> [TEXT TO READ]

The above position was highlighted recently in Sudamdih Colliery of Bharat Coking Coal Ltd. v. Workmen [(2006) 2 SCC 329 : 2006 SCC (L&S) 306 : (2006) 1 Supreme 282."
24. A careful examination of the matter does indicate that the present reference, where the industrial dispute was raised in the year 2011 through an application made to the Conciliation Officer by the workman, relates to a termination of services made on 31.03.1990, going by the terms of the reference and nothing more. More or less, reckoned from the latter of the two stints that the workman had, in the Employers establishment as a muster roll borne lineman, the dispute has been raised after a delay of 21 years. It is true that going by the law, no limitation is prescribed, but stale claims where the industrial dispute may no longer actually exist,would be something upon which the law would frown. It is trite to say that what time period would constitute disentitling delay, would depend on the facts and circumstances of each case, as indicated in the decision of the Supreme Court in Chief Engineer, Ranjit Sagar Dam and another (supra). But, delay is certainly a very relevant factor to be considered by the Labour Court, in cases that are brought after lapse of a relatively long period of time, going by the short period of human life, and the still shorter productive period of it. The two decisions of their Lordships of the Supreme Court, that have been referred to with approval in Chief Engineer, Ranjit Sagar Dam and another (supra), are eloquent on various facets how delay would work to bar stale claims, notwithstanding the fact that a specified period of limitation is not prescribed by the statute to raise an industrial dispute. Various factors that have to be taken into consideration, are well illustrated there, and serve as a guiding hand in various matters where the issue arises.
25. Again, the Supreme Court in Kuldeep Singh vs. Instrument Design Development & Facilities Centre, (2010) 14 SCC 176, following two earlier decisions of their Lordships in Sapan Kumar Pandit vs. U.P. State Electricity Board and others, (2001) 6 SCC 222 and a three Judge Bench of their Lordships in Western India Match Co. Ltd. vs. Western India Match Co. Workers Union and others, (1970) 1 SCC 225, that had been followed in Sapan Kumar Pandit (supra) held on the question of stale industrial disputes in Kuldeep Singh (supra), thus:
"30. In view of the above, law can be summarised that there is no prescribed time-limit for the appropriate Government to exercise its powers under Section 10 of the Act. It is more so in view of the language used, namely, if any industrial dispute exists or is apprehended, the appropriate Government "at any time" refer the dispute to a board or court for enquiry. The reference sought for by the workman cannot be said to be delayed or suffering from a lapse when law does not prescribe any period of limitation for raising a dispute under Section 10 of the Act. The real test for making a reference is whether at the time of the reference dispute exists or not and when it is made it is presumed that the State Government is satisfied with the ingredients of the provision, hence the Labour Court cannot go behind the reference.

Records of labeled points
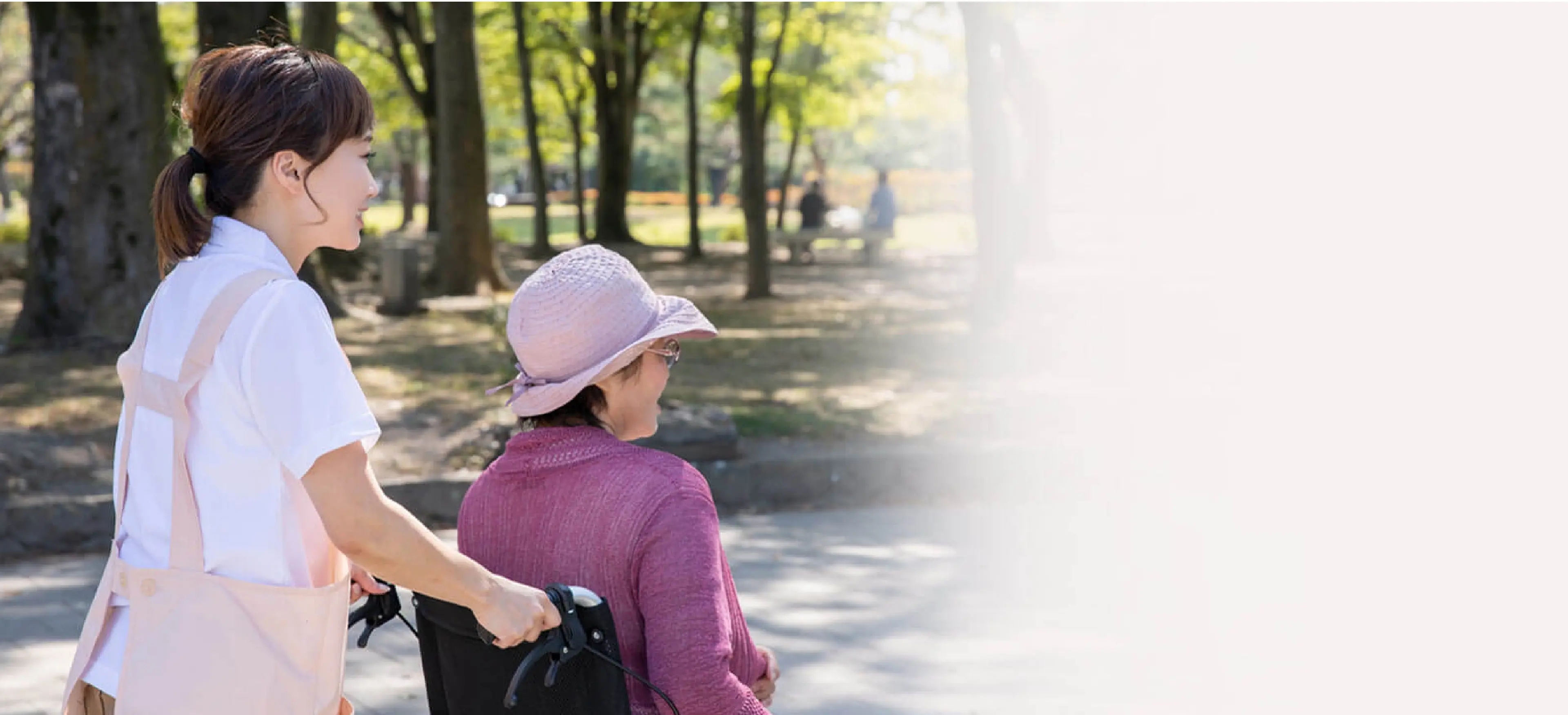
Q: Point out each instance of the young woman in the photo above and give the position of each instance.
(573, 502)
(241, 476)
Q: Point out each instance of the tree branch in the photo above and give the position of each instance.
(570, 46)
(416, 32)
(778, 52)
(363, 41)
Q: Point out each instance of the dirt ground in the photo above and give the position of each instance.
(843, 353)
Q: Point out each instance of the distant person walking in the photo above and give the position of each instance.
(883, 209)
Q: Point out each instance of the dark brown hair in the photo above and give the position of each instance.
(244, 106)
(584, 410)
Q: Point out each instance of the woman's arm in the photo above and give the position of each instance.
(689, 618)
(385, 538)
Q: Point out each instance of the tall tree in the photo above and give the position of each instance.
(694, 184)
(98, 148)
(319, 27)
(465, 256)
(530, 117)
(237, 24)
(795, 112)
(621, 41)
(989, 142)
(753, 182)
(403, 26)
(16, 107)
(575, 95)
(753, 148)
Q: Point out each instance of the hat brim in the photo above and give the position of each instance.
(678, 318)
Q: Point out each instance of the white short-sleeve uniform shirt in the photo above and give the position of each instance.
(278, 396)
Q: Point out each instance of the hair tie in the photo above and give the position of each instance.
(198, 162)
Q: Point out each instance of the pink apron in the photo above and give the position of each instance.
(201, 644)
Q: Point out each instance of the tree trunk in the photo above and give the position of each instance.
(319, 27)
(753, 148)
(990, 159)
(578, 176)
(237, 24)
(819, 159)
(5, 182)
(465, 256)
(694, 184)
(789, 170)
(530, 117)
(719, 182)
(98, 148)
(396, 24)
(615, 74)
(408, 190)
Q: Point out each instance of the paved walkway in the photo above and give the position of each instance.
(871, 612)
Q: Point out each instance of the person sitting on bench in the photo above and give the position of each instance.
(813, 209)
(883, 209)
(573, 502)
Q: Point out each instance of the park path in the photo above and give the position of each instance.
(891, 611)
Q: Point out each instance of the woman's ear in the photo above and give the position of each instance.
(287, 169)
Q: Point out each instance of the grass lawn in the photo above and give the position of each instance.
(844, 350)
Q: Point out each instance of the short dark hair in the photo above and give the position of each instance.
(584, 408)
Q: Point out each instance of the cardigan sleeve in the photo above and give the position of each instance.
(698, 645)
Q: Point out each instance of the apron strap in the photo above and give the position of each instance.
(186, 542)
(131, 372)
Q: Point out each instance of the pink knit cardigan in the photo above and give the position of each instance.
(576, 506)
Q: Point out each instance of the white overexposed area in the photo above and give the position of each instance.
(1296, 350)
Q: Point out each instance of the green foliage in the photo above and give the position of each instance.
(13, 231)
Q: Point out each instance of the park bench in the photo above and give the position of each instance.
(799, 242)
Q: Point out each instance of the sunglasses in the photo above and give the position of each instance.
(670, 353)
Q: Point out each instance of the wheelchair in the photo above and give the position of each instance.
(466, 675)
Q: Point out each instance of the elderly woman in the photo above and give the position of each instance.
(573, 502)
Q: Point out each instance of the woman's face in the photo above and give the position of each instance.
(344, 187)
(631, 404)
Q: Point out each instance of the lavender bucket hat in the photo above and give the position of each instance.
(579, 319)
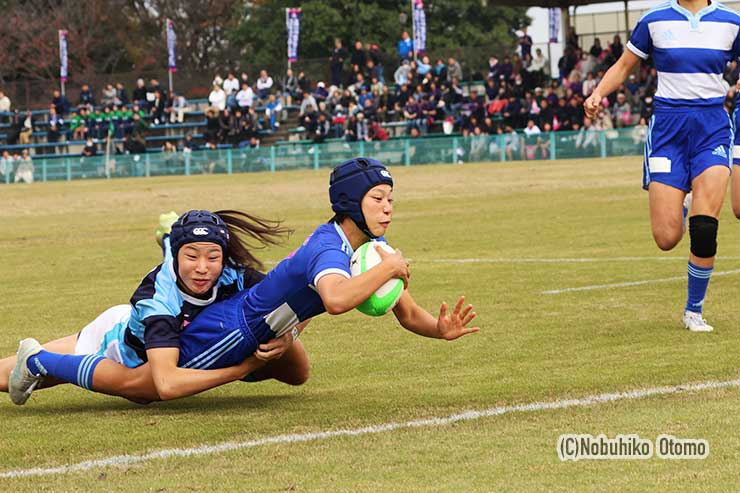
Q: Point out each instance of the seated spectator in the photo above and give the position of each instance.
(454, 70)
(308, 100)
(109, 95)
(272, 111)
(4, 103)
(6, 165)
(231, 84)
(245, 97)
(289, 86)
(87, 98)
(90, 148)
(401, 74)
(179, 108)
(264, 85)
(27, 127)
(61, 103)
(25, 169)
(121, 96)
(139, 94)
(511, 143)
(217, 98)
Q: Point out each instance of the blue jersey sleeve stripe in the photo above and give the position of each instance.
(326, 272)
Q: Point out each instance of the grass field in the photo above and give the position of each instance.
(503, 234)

> [COMPLETE THE FOLLOWING]
(A) In the judgment excerpt, on what date were the workman's services terminated?
(B) Continue the judgment excerpt on stale industrial disputes from the point where it stops.
The items are separate material and have no connection to the judgment excerpt.

> [FINAL RESULTS]
(A) The workman's services were terminated on 31.03.1990.

(B)
31. It is not open to the Government to go into the merit of the dispute concerned and once it is found that an industrial dispute exists then it is incumbent on the part of the Government to make reference. It cannot itself decide the merit of the dispute and it is for the appropriate court or forum to decide the same. The satisfaction of the appropriate authority in the matter of making reference under Section 10(1) of the Act is a subjective satisfaction. Normally, the Government cannot decline to make reference for laches committed by the workman. If adequate reasons are shown, the Government is bound to refer the dispute to the appropriate court or forum for adjudication.
32. Even though, there is no limitation prescribed for reference of dispute to the Labour Court/Industrial Tribunal, even so, it is only reasonable that the disputes should be referred as soon as possible after they have arisen and after conciliation proceedings have failed, particularly, when disputes relate to discharge of workman. If sufficient materials are not put forth for the enormous delay, it would certainly be fatal. However, in view of the explanation offered by the workman, in the case on hand, as stated and discussed by us in the earlier paragraphs, we do not think that the delay in the case on hand has been so culpable as to disentitle him any relief. We are also satisfied that in view of the details furnished and the explanation offered, the workman cannot be blamed for the delay and he was all along hoping that one day his grievance would be considered by the management or by the State Government.
(Emphasis by Court)
26. A perusal of the impugned award in this case would show that the Labour Court, before whom this plea about the grossly belated claim had been raised vide paragraph 14 of the written statement, did not at all advert to the aforesaid aspect, that indeed was required to be addressed by the Labour Court looking to the 21 years that stood between the date of termination from service of the workman and the time when the industrial dispute was raised, leading to the adjudication case before the Labour Court. If it had been only this issue about non-examination of the plea regarding the prima facie stale industrial dispute, which the Labour Court has failed to examine, it would have merited a remand of the matter to the Labour Court, and nothing more. But, here there are other issues to which the attention of the Labour Court has been drawn, and conclusions reached one way about those.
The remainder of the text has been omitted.